=== Records shown ===

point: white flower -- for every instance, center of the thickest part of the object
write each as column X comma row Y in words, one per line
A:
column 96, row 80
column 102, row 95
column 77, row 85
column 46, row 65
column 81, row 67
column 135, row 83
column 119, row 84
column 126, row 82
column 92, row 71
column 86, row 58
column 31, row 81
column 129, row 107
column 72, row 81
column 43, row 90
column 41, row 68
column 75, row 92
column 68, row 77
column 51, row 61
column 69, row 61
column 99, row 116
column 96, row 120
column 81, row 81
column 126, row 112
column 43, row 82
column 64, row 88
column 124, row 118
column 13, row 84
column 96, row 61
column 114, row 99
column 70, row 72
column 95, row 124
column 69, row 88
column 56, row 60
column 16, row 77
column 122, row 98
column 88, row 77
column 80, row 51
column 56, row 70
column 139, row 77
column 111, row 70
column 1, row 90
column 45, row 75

===

▶ [Task directions] Restate the listing word for word, but only from its first line through the line with "write each as", keeping both end lines.

▶ [Answer space]
point: white flower -- for every instance, center of the thickest part of the object
write each as column X comma row Y in words, one per line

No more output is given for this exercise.